Liste des tâches:
(a) Dans l'extrait de décision sur les honoraires d'avocat, à quelle date l'huissier a-t-il dressé le procès-verbal de recherches infructueuses ?
(b) Poursuivez l'extrait de décision sur les honoraires d'avocat à la suite de sa dernière phrase.

Texte de lecture:
**********
De son coté Madame [N] n'indique pas à quel moment elle a eu, selon elle, connaissance de la décision. Elle se contente d'indiquer ne l'avoir "découverte que postérieurement".
Il doit donc etre constaté que Madame [N] a bien eu connaissance de la décision le 10 avril 2020. Le certificat de non appel du 29 juin 2020 a donc été régulièrement délivré.
Sur le procès verbal de recherches infructueuses :
Maitre [I] a ensuite missionné un huissier de justice pour signification de la décision, rendue entre temps exécutoire par ordonnance du tribunal judiciaire de La Rochelle le 3 aout 2020. L'huissier a dressé le 28 decembre 2020 un procès-verbal de recherches infructueuses, conformément à l'article 659 du code de procédure civile. L'huissier y décrit ses diligence : déplacement au domicile de Madame [K] [N], constat sur place d'absence de nom sur une boite à lettres, appels téléphoniques, recherche sur google. Des vérifications auprès du trésor public, de pôle emploi et de la CAF sont attestées par les courriers.
L'ensemble de ces recherches sont contestées par Madame [K] [N] qui verse au dossier l'attestation de l'entreprise Agir pro qui indique avoir été sur place, en sa présence, pour des travaux le 28 décembre 2020.
Que les discussions sur la nullité du procès verbal sont sans conséquence sur la recevabilité de l'appel.
Sur le fond :
Sur la convention d'honoraires :
Les contestations concernant le montant et le recouvrement des honoraires des avocats sont réglées en recourant à la procédure prévue aux articles 174 et suivants du décret no91-1197 du 27 novembre 1991.
Il résulte de l'article 10 de la loi no71-1130 du 31 décembre 1971, modifié par la loi du 10 juillet 1991 portant réforme de certaines professions judiciaires et juridiques, que sauf en cas d'urgence ou de force majeure ou lorsqu'il intervient au titre de l'aide juridictionnelle totale ou de la troisième partie de la loi no 91-647 du 10 juillet 1991 relative à l'aide juridique, l'avocat conclut par écrit avec son client une convention d'honoraires, qui précise notamment le montant ou le mode de détermination des honoraires couvrant les diligences prévisibles, ainsi que les divers frais et débours envisagés.
**********
Données:
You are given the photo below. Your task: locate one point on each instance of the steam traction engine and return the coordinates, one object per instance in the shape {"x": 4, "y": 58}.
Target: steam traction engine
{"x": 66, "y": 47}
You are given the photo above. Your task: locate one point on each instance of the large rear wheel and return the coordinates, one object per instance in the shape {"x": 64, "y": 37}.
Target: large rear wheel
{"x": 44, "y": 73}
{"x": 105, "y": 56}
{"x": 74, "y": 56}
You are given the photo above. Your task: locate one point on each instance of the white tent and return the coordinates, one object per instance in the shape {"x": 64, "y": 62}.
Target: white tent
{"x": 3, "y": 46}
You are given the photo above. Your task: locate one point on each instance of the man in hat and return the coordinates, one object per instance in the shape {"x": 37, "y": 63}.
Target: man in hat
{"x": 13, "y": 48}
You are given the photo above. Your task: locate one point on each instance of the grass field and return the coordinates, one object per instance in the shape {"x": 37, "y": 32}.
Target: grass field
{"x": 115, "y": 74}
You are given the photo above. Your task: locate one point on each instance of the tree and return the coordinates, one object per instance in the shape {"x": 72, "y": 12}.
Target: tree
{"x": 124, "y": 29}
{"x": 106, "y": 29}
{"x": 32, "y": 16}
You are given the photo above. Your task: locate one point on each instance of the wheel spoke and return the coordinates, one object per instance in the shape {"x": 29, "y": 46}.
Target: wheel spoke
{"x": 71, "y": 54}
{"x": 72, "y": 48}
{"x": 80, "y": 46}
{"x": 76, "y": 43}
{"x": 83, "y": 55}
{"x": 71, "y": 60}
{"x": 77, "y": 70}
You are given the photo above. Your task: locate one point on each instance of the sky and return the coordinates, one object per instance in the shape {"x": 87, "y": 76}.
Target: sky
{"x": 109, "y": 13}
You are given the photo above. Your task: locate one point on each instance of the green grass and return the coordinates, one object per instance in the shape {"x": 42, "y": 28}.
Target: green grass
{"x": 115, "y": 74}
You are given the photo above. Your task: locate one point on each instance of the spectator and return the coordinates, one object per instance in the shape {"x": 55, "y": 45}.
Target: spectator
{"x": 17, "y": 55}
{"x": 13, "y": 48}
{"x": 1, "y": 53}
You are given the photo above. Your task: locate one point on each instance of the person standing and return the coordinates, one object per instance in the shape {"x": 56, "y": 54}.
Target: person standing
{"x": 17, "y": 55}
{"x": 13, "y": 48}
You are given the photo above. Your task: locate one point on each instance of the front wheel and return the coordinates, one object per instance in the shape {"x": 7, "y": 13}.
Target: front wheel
**********
Réponses attendues:
(a) Le 28 décembre 2020.

(b)
Cependant, en l'absence de convention les honoraires sont alors fixés selon les usages, en tenant compte de la situation de fortune du client, de la difficulté de l'affaire, des frais exposés par l'avocat, de sa notoriété et des diligences de celui-ci.
Qu'en conséquence, l'absence de convention d'honoraires, d'autant plus dans le cadre d'une procédure d'urgence, ne saurait priver Maitre [I] de son droit à rémunération.
Sur les diligences accomplies et le montant des honoraires :
L'article 10 de la loi no71-1130 du 31 décembre 1971 portant réforme de certaines professions judiciaires et juridiques prévoit que "l'avocat conclut par écrit avec son client une convention d'honoraires, qui précise, notamment, le montant ou le mode de détermination des honoraires couvrant les diligences prévisibles, ainsi que les divers frais et débours envisagés. Les honoraires tiennent compte, selon les usages, de la situation de fortune du client, de la difficulté de l'affaire, des frais exposés par l'avocat, de sa notoriété et des diligences de celui-ci."
Maitre [I] a assisté Madame [N] dans le cadre de la garde à vue pour une affaire de stupéfiants, au titre d'une commission d'office pour laquelle elle a été rémunérée. Sa demande d'honoraires ne concerne pas cette mission.
Maitre [I] a ensuite assitée Madame [N] lors de son défèrement puis pendant l'audience de comparution immédiate du 21 mai 2019, au cours de laquelle un renvoi a été ordonné avec placement sous controle judiciaire. Le dossier a été étudié, des échanges teléphoniques ont eu lieu.
Les honoraires facturés sont conformes aux usages, difficulté de l'affaire et diligences accomplies. Il convient d'en confimer le montant à hauteur de 300 euros TTC.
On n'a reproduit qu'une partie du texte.